■ **THE TASK**
Extract every line below and reproduce each one verbatim, in its original order.
— start of PROVIDED DATA —
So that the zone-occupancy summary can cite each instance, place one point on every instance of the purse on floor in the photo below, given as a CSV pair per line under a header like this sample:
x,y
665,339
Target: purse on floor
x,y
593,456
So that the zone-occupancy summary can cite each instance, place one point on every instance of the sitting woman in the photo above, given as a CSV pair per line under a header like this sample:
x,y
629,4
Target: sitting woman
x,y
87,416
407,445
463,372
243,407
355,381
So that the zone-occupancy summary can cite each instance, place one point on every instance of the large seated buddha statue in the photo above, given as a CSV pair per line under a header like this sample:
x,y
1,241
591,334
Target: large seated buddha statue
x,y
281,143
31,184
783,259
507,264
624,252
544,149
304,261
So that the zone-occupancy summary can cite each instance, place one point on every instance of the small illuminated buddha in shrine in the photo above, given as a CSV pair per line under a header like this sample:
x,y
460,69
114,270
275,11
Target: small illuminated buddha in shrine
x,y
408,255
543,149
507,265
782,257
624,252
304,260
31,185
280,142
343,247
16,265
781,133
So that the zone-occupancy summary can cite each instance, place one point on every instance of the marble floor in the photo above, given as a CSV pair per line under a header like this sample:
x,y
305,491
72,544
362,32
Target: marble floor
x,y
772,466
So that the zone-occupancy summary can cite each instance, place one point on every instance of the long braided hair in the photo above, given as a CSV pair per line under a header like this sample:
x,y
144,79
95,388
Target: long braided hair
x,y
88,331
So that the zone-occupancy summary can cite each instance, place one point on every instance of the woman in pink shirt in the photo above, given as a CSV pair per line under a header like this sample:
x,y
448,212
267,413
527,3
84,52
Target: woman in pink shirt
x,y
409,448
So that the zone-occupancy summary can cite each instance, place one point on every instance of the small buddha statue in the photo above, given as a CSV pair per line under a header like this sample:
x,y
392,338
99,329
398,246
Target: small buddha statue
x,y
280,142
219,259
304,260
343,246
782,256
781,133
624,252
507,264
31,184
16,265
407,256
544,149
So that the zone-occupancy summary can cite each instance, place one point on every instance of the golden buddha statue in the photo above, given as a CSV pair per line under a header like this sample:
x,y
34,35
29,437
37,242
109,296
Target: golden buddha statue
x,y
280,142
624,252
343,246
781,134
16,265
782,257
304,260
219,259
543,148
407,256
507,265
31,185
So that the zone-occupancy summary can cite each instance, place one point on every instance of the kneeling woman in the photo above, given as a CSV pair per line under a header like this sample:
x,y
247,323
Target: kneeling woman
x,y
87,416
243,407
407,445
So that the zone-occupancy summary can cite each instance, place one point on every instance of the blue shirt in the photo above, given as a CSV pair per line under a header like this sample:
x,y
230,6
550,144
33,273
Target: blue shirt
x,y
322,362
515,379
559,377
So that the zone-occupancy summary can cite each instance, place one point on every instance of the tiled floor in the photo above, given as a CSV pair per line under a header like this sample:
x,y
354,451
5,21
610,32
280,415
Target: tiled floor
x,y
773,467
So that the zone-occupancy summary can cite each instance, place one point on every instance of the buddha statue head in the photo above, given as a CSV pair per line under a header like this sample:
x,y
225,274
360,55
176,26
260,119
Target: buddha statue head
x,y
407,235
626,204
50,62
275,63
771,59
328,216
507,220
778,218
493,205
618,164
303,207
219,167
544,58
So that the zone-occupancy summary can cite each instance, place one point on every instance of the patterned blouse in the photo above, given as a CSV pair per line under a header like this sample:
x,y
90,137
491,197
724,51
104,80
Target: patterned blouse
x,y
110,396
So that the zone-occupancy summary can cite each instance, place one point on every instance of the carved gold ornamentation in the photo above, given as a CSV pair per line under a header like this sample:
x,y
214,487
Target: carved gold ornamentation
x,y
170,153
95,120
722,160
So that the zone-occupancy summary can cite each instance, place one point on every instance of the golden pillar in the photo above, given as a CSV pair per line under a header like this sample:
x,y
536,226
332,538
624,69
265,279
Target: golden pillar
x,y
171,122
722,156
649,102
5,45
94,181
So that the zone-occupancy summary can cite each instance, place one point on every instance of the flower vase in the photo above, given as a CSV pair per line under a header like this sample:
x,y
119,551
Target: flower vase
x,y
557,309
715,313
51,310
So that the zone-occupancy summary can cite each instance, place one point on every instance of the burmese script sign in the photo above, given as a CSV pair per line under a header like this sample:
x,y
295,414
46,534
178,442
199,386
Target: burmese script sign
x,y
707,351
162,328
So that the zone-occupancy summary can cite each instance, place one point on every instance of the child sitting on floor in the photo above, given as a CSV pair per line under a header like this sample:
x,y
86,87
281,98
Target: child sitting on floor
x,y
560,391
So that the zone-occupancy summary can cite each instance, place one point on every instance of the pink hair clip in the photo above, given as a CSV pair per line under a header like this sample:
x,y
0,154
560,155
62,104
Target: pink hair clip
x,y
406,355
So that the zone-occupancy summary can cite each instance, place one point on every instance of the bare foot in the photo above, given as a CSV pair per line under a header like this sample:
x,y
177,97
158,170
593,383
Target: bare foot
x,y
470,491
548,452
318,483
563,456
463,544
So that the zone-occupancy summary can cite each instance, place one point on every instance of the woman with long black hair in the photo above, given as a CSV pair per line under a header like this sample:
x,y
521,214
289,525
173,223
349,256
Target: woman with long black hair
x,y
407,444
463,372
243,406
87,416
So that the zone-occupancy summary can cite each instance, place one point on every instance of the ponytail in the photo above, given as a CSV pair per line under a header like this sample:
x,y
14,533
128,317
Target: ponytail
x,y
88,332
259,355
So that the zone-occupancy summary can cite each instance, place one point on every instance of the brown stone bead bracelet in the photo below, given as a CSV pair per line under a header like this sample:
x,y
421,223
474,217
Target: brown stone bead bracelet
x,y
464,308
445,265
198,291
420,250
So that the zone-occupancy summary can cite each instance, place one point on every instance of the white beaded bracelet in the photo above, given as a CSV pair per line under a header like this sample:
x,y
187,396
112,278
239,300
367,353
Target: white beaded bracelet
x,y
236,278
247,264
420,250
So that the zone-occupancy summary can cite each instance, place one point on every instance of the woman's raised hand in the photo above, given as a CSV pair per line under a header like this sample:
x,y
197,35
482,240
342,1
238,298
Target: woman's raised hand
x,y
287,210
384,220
— end of PROVIDED DATA —
■ **WRITTEN ANSWER**
So that the zone-occupancy summary can cite each instance, place one point on every instance of the purse on floor in the photo below, given as a CSV pair per line under a header like this sample:
x,y
665,339
Target: purse on floor
x,y
593,456
So that the zone-occupancy summary can cite each instance, place one point on every instance of the sitting woman in the photo above, given as a CSV pair per line under a header like this sample:
x,y
629,4
Target: sitting woman
x,y
87,416
407,445
463,372
243,407
355,381
So that the zone-occupancy summary can cite each instance, place one point on every instance of the large seated buddha statue in the photo above, given as a CSV pair per line under a header like this sample:
x,y
1,241
591,334
Target: large seated buddha statue
x,y
281,143
31,184
783,259
507,264
624,252
544,149
304,261
So that the zone-occupancy summary can cite each instance, place one point on every instance of the small illuminated buddha in shrine in the photo above, given as a CSV pair per line under a header like this sample:
x,y
460,69
114,270
275,11
Target: small illuminated buddha in shrine
x,y
408,255
543,149
507,265
782,257
624,252
304,260
31,185
280,142
343,247
16,265
781,133
So that the zone-occupancy summary can cite each instance, place one point on every instance of the marble floor in the photo above, given as a CSV pair per line under a header like this sample:
x,y
305,491
72,544
362,32
Target: marble floor
x,y
772,466
So that the zone-occupancy summary can cite each instance, place one point on every instance of the long braided hair in the photo above, given as a CSV pair per line under a header like this sample:
x,y
144,79
95,388
Target: long braided hair
x,y
88,331
So that the zone-occupancy summary can cite each instance, place one point on every instance of the woman in pink shirt in the photo above, given as a CSV pair per line under a header like this sample:
x,y
448,212
267,413
527,3
84,52
Target: woman in pink shirt
x,y
409,448
So that the zone-occupancy summary can cite each instance, place one point on every instance of the small buddha statue in the photo above, given as a CSV pair per line under a header like this sample:
x,y
392,338
99,329
398,246
Target: small buddha statue
x,y
280,142
219,259
304,260
343,246
782,256
781,133
624,252
507,264
31,184
16,265
407,256
544,149
So that the zone-occupancy summary can cite each instance, place one point on every instance of the golden buddha statue in the photo above, given as a CSV pair per line under a header like this sample:
x,y
34,35
29,437
37,242
109,296
Target: golden buddha statue
x,y
280,142
624,252
343,246
781,134
16,265
782,257
304,260
219,259
543,148
407,256
507,265
31,185
So that the zone-occupancy summary can cite each instance, place one point on every instance of the kneeling woman in the photo above, given as a CSV pair per line under a header like this sample:
x,y
247,323
Target: kneeling woman
x,y
87,416
243,407
407,445
So that the zone-occupancy summary can cite each instance, place one point on every instance of the blue shirt in the photo above, given as a CSV pair per line under a header like this sample:
x,y
230,6
550,144
33,273
Target: blue shirt
x,y
322,362
515,379
559,377
So that the zone-occupancy summary can cite each instance, place one point on every instance of the tiled floor in the photo above, given as a CSV pair per line under a header like this sample:
x,y
354,451
5,21
610,32
280,415
Target: tiled floor
x,y
773,467
So that the zone-occupancy summary can cite each instance, place one point on every instance of the buddha statue head in the photo above, given as a CSV pair per line under a header like this sample:
x,y
225,274
360,55
176,26
260,119
Target: buddha statue head
x,y
407,235
626,204
50,62
275,63
771,59
328,216
507,220
778,218
493,205
618,164
303,207
219,167
544,58
So that the zone-occupancy summary can cite each instance, place one point on every instance of the patterned blouse in the photo above, given as a CSV pair per line under a header like this sample:
x,y
90,137
491,197
724,51
104,80
Target: patterned blouse
x,y
110,396
So that the zone-occupancy summary can cite each instance, place one point on every instance of the carved gold ornamentation in the photo above, given as a CSV pair per line under a header like this sample:
x,y
214,487
Target: carved gold ornamentation
x,y
170,153
95,120
722,160
So that the zone-occupancy summary can cite each instance, place one point on every instance of the golden pillar in the photo above, given as a CSV pair per line under a header like this sample:
x,y
536,226
332,538
624,69
265,279
Target: golden pillar
x,y
171,122
722,156
649,102
5,45
94,181
So that the zone-occupancy summary can cite each instance, place one point on every instance of the flower vase in the photo above, given as a CSV pair per line under a header like this sample:
x,y
119,551
Target: flower vase
x,y
557,309
715,313
51,310
So that the zone-occupancy summary can cite each instance, place one point on every instance of the burmese script sign in the photo above, given as a CSV pair per line under a header like this sample:
x,y
295,414
46,534
178,442
199,386
Target: burmese script sign
x,y
707,351
162,328
So that the zone-occupancy summary can cite each instance, place one point on every instance of the child sitting on floor in the photo above, given as a CSV pair per line under a header like this sample:
x,y
86,87
281,98
Target: child sitting on floor
x,y
560,391
So that the zone-occupancy summary can cite each instance, place one point on every instance of the pink hair clip in the photo above, given as a CSV pair per line under a header like this sample:
x,y
0,154
560,155
62,104
Target: pink hair clip
x,y
406,355
So that the zone-occupancy summary can cite each instance, place one point on every instance of the bare foot in the photo above, given as a CSV pair per line under a header like this sample:
x,y
177,97
158,170
593,383
Target: bare foot
x,y
470,491
548,452
318,483
563,456
463,544
So that the zone-occupancy summary can cite each instance, place one point on every instance of the woman with long black hair in the photo above, given as a CSV pair per line under a header like this sample:
x,y
521,214
289,525
173,223
349,256
Target: woman with long black hair
x,y
407,444
463,372
243,406
87,416
So that the zone-occupancy summary can cite each instance, place one point on every instance of the ponytail in the photo above, given as a CSV pair per line under a header like this sample:
x,y
14,533
128,317
Target: ponytail
x,y
88,332
259,355
So that the zone-occupancy summary can cite each instance, place one point on every instance of the brown stone bead bracelet in the photo below, given as a CSV pair per line under a header like this sample:
x,y
421,223
474,217
Target: brown stone bead bracelet
x,y
464,308
445,265
198,291
420,250
So that the zone-occupancy summary can cite each instance, place one point on every instance of the white beaded bracelet in the photo above, given as a CSV pair per line under a header like this sample:
x,y
187,396
112,278
239,300
367,353
Target: white beaded bracelet
x,y
236,278
247,264
420,250
So that the zone-occupancy summary can cite each instance, place one point on every instance of the woman's raised hand in the photo above, given as a CSV pair per line under a header like this sample:
x,y
197,35
482,240
342,1
238,298
Target: woman's raised hand
x,y
287,210
384,220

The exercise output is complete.